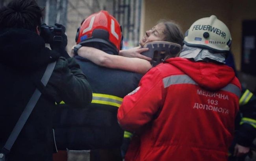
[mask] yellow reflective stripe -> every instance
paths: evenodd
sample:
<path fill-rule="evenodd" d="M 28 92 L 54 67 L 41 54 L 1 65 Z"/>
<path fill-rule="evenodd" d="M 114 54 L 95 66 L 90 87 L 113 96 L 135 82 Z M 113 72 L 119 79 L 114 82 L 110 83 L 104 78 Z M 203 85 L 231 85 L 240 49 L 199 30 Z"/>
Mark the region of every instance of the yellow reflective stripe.
<path fill-rule="evenodd" d="M 124 131 L 124 137 L 125 138 L 130 138 L 132 139 L 133 134 L 130 132 L 126 131 Z"/>
<path fill-rule="evenodd" d="M 250 99 L 252 98 L 253 94 L 248 90 L 246 90 L 243 93 L 243 95 L 239 100 L 239 104 L 240 105 L 243 105 L 248 103 Z"/>
<path fill-rule="evenodd" d="M 112 102 L 111 102 L 106 101 L 105 101 L 94 100 L 93 100 L 91 103 L 98 103 L 99 104 L 106 104 L 108 105 L 111 105 L 119 108 L 121 104 L 119 104 L 117 103 Z"/>
<path fill-rule="evenodd" d="M 62 101 L 61 102 L 60 102 L 58 104 L 56 102 L 55 102 L 55 104 L 65 104 L 65 103 L 64 101 Z"/>
<path fill-rule="evenodd" d="M 243 117 L 240 122 L 240 124 L 242 124 L 244 123 L 246 123 L 253 126 L 254 128 L 256 128 L 256 120 L 248 117 Z"/>
<path fill-rule="evenodd" d="M 92 103 L 106 104 L 119 108 L 123 99 L 113 95 L 106 95 L 101 93 L 93 93 Z"/>
<path fill-rule="evenodd" d="M 249 95 L 248 97 L 247 97 L 247 98 L 245 99 L 245 104 L 246 104 L 248 102 L 248 101 L 249 101 L 249 100 L 250 100 L 250 99 L 251 98 L 252 98 L 252 95 L 253 95 L 253 94 L 252 92 L 250 92 L 250 94 L 249 94 Z"/>
<path fill-rule="evenodd" d="M 105 94 L 100 94 L 100 93 L 93 93 L 93 97 L 104 97 L 104 98 L 108 98 L 113 99 L 115 99 L 116 100 L 119 101 L 122 101 L 123 99 L 121 97 L 119 97 L 117 96 L 115 96 L 113 95 L 106 95 Z"/>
---
WRITTEN INSTRUCTION —
Arrange every line of the records above as a Markdown table with the columns Row and Line, giving each line its own numbered row and skipping blank lines. Leave the pictures out.

SOLUTION TO THE EXERCISE —
| Row | Line |
|---|---|
| 1 | [mask] yellow reflective stripe -> every instance |
| 2 | paths: evenodd |
| 3 | sample: |
| 4 | <path fill-rule="evenodd" d="M 28 92 L 54 67 L 41 54 L 1 65 Z"/> |
| 5 | <path fill-rule="evenodd" d="M 114 54 L 95 66 L 90 87 L 113 96 L 135 82 Z M 113 72 L 119 79 L 114 82 L 110 83 L 104 78 Z M 203 85 L 231 85 L 240 49 L 199 30 Z"/> |
| 6 | Mark the region of every instance of the yellow reflective stripe. |
| 7 | <path fill-rule="evenodd" d="M 124 131 L 124 137 L 125 138 L 130 138 L 132 139 L 133 134 L 130 132 L 126 131 Z"/> |
| 8 | <path fill-rule="evenodd" d="M 250 99 L 252 98 L 253 94 L 248 90 L 246 90 L 243 93 L 243 95 L 239 100 L 239 104 L 240 105 L 243 105 L 248 103 Z"/> |
| 9 | <path fill-rule="evenodd" d="M 112 102 L 111 102 L 106 101 L 105 101 L 94 100 L 93 100 L 91 103 L 98 103 L 99 104 L 106 104 L 108 105 L 111 105 L 119 108 L 121 104 L 119 104 L 117 103 Z"/> |
| 10 | <path fill-rule="evenodd" d="M 62 101 L 61 102 L 60 102 L 58 104 L 56 102 L 55 102 L 55 104 L 65 104 L 65 103 L 64 101 Z"/> |
| 11 | <path fill-rule="evenodd" d="M 243 117 L 240 122 L 240 124 L 242 124 L 244 123 L 246 123 L 253 126 L 254 128 L 256 128 L 256 120 L 248 117 Z"/> |
| 12 | <path fill-rule="evenodd" d="M 92 103 L 106 104 L 119 108 L 123 99 L 113 95 L 106 95 L 101 93 L 93 93 Z"/> |
| 13 | <path fill-rule="evenodd" d="M 249 95 L 248 97 L 247 97 L 247 98 L 245 99 L 245 104 L 246 104 L 248 102 L 248 101 L 249 101 L 249 100 L 250 100 L 250 99 L 251 98 L 252 98 L 252 95 L 253 95 L 253 94 L 252 92 L 250 92 L 250 94 L 249 94 Z"/> |
| 14 | <path fill-rule="evenodd" d="M 105 94 L 100 94 L 100 93 L 93 93 L 93 97 L 104 97 L 104 98 L 108 98 L 113 99 L 115 99 L 116 100 L 119 101 L 122 101 L 123 99 L 121 97 L 119 97 L 117 96 L 115 96 L 113 95 L 106 95 Z"/> |